Given data.
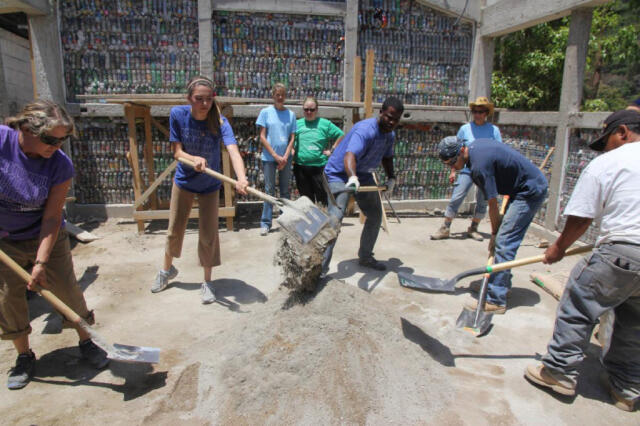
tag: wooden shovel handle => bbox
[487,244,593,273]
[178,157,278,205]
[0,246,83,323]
==
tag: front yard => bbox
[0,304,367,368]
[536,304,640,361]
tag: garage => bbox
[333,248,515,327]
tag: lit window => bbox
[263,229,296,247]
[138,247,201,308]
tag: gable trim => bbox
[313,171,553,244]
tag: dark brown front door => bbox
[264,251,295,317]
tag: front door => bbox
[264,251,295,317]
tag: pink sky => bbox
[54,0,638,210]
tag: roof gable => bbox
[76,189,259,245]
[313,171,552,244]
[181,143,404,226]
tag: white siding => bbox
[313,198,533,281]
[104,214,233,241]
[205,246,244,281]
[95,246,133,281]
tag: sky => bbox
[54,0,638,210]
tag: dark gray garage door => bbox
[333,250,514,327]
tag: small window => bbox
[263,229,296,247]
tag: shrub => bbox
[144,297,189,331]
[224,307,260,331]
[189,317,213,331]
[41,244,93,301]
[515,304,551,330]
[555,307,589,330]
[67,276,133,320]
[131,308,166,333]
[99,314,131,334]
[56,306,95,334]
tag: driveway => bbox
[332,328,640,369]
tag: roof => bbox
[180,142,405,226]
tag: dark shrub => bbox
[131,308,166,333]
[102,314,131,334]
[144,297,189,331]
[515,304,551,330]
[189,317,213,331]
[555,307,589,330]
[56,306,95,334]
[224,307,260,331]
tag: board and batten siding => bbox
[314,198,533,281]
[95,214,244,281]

To do.
Collect every line in the listing above that contains the word "garage".

Answer to this problem.
tag: garage => bbox
tag: dark gray garage door => bbox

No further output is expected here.